GIVEN PROBLEM = Copy the lines from the one containing "Task: where can the dog's eye" through the last line, swapping "foam mat" for "rubber mat" and changing nothing else.

EXTRACTED RECORDS =

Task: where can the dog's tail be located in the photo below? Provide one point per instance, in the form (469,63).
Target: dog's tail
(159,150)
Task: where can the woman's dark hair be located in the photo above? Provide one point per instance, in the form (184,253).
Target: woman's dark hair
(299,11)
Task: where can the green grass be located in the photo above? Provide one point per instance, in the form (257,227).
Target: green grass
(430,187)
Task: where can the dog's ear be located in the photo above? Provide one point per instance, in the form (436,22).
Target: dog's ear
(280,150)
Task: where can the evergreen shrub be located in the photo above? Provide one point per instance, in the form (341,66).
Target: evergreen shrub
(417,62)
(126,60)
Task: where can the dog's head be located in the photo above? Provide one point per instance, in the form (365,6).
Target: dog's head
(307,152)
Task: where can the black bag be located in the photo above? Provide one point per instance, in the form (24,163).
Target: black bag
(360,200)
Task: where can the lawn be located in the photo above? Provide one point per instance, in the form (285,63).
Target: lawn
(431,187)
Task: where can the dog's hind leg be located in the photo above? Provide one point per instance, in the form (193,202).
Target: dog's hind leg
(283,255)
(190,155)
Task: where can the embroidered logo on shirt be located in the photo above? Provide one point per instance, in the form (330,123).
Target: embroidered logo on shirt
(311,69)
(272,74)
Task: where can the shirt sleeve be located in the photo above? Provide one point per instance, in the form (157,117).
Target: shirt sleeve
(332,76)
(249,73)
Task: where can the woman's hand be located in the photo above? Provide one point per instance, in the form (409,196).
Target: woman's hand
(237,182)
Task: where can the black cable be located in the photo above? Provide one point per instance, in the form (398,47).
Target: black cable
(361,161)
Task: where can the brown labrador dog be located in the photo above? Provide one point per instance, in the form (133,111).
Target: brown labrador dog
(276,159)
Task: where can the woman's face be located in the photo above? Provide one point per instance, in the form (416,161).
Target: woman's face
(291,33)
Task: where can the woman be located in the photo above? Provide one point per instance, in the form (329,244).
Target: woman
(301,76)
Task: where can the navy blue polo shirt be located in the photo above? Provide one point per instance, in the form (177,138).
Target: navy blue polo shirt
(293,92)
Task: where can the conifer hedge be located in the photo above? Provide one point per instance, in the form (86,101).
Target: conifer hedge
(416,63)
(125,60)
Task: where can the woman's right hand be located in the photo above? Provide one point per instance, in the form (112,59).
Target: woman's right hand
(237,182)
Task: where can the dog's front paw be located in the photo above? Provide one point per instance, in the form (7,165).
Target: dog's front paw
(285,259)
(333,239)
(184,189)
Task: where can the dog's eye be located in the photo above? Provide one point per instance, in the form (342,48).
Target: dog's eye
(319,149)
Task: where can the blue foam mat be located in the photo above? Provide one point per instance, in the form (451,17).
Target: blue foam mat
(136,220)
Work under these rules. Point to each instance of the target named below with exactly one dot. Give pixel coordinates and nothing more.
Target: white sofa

RESPONSE TO THE EXERCISE =
Task: where can the dog's eye be located in the photo above? Provide one point per instance, in the form (342,48).
Target: dog's eye
(319,149)
Task: where can the blue rubber mat be located in the photo above? Provide one point per instance, in the form (451,17).
Target: blue rubber mat
(136,220)
Work under these rules. Point to each instance of the target named below with exactly one dot. Give pixel coordinates and nothing more.
Target: white sofa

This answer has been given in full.